» **DIRECTION**: Render every one of the records below as a two-column CSV with the header text,answer and one row per record. Put the record's text in the first column and its answer in the second, each as a single quoted field with line breaks replaced by spaces.

==== SUPPLIED MATERIAL

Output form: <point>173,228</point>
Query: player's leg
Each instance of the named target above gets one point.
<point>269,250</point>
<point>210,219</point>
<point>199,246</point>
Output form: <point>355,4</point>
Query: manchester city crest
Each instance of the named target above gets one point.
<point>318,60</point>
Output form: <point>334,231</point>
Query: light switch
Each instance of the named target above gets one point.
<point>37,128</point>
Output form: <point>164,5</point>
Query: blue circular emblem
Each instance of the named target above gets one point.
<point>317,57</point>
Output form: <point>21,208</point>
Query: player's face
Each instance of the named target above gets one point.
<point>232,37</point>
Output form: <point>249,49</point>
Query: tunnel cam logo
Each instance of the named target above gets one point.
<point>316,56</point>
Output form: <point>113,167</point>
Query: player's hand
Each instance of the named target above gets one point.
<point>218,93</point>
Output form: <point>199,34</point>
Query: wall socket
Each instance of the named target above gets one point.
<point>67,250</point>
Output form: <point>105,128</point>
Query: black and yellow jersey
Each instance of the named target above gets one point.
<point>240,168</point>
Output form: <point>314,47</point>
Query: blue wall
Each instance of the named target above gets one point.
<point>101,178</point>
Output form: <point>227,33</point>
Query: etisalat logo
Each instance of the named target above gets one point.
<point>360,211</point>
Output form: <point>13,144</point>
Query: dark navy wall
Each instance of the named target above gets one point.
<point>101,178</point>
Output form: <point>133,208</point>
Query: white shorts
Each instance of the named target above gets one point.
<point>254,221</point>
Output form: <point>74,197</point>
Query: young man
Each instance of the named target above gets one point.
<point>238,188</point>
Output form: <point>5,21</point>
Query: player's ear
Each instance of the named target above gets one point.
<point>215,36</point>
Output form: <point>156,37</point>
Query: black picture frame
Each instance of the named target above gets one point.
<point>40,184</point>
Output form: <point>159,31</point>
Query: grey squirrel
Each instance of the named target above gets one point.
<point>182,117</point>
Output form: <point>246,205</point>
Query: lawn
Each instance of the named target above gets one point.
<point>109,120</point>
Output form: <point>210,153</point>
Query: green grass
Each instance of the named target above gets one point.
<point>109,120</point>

========

» **OUTPUT OF THE EXERCISE**:
text,answer
"Output form: <point>173,228</point> Query: player's leg Each instance of the named target above gets one point.","<point>269,250</point> <point>210,219</point> <point>199,246</point>"
"Output form: <point>355,4</point> Query: manchester city crest Each instance of the named target above gets one point.","<point>318,60</point>"
"Output form: <point>334,231</point> Query: light switch Each instance of the named target above gets one point.","<point>37,128</point>"
"Output form: <point>164,5</point> Query: blue circular emblem Each instance of the named target above gets one point.","<point>317,57</point>"
"Output form: <point>21,208</point> Query: player's face Each instance of the named target above gets one point.","<point>232,37</point>"
"Output form: <point>249,49</point> Query: tunnel cam logo Each instance of the named target above gets one point.","<point>316,56</point>"
"Output form: <point>113,167</point> Query: player's hand Each instance of the named target above gets one point.","<point>218,93</point>"
"Output form: <point>199,34</point> Query: wall socket Each instance of the named target above gets one point.","<point>67,250</point>"
"Output form: <point>105,128</point> Query: black and yellow jersey Each instance of the named target above gets one point.","<point>240,168</point>"
"Output form: <point>314,47</point> Query: blue wall Each instance of the named target above gets one point.","<point>101,178</point>"
"Output form: <point>227,33</point> Query: etisalat logo Each instance of the named target above gets one point.","<point>360,211</point>"
"Output form: <point>13,144</point> Query: dark navy wall Each instance of the named target above gets one point.","<point>101,178</point>"
"Output form: <point>133,208</point> Query: white shorts Each instance of the named target above gets one point.","<point>254,221</point>"
"Output form: <point>74,197</point> Query: young man Each instance of the named target above gets one point.","<point>238,188</point>"
"Output form: <point>5,21</point> Query: player's ear Each instance of the named target above gets one point.","<point>215,36</point>"
"Output form: <point>156,37</point> Query: black picture frame Each instance of the named target above gets one point.","<point>40,184</point>"
"Output form: <point>159,31</point> Query: grey squirrel Each instance of the named target above gets one point.","<point>182,117</point>"
"Output form: <point>246,205</point> Query: lawn Each instance of the named target above gets one point.","<point>109,120</point>"
"Output form: <point>210,153</point> Query: green grass Each instance of the named target above gets one point.","<point>109,120</point>"